## BRIEF 1
Reproduce the passage on Murphy's Law verbatim between "Example: we all" and "is Murphy's Law.", inclusive.
## BRIEF 2
Extend the passage on Murphy's Law and veterinary emergencies, picking up after its final sentence.

BEGIN PASSAGE FOR REVIEW

Sorry for the lack of new animal stories lately - it's not that they weren't taking place, just that they were doing so at a pace that left me less time to write about them since Watkins and Kimball Veterinary Clinics merged. For anyone unfamiliar with Murphy's Law, it states that if anything can possibly go wrong, it will. And the law seems to come in to play most often when you have the least amount of time to deal with it.
Example: we all know there are no traffic jams in Watkins, Minn., and when I have all the time in the world to get somewhere, getting through town is no problem. Yet any time there is a cow having a difficult time giving birth, or a horse is in the throes of agonizingly painful colic, or some farm animal is bleeding uncontrollably, or anything else that constitutes a veterinary emergency in my mind, there is always, reliably, without fail, a Buick driving 10 MPH down the entire length of Central Avenue. This is Murphy's Law.

END PASSAGE FOR REVIEW
BEGIN DATA SEGMENT

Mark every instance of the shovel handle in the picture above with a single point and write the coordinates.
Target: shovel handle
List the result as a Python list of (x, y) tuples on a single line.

END DATA SEGMENT

## FINAL ANSWER 1
Example: we all know there are no traffic jams in Watkins, Minn., and when I have all the time in the world to get somewhere, getting through town is no problem. Yet any time there is a cow having a difficult time giving birth, or a horse is in the throes of agonizingly painful colic, or some farm animal is bleeding uncontrollably, or anything else that constitutes a veterinary emergency in my mind, there is always, reliably, without fail, a Buick driving 10 MPH down the entire length of Central Avenue. This is Murphy's Law.

## FINAL ANSWER 2
So pulling shifts at two clinics instead of one has created seemingly more occurrences of this nature. A couple weeks ago I was going to "sneak in" a quick farm call between other appointments to deliver a calf, something that can take a few minutes if things go well, or a few hours if a complete train wreck. Had I had the rest of the afternoon open, I'm sure it would have been a 15-minute correction of a common malpositioned calf presentation, keeping the cow from completing the birthing process on her own, and I would have had the rest of the day to write an article about it for the paper. But since I was hoping it would be quick and easy so I could get to my next appointment on time, Murphy's Law applied, and instead it was the unenviable predicament of a calf much too large to pass through the cow's birth canal. The only way out of the situation was to perform a C-section, and an hour after I was supposed to be at my next appointment, I called in to the clinic to see how much trouble I was in. Luckily, the staff was able to predict my ridiculously overly-optimistic time estimates, and had shifted some appointments to later. Meanwhile I was still in a barn looking at the most enormous newborn calf I had ever seen (200 pounds, pretty sure I'm not exaggerating) while closing up his mother's side from which he was delivered.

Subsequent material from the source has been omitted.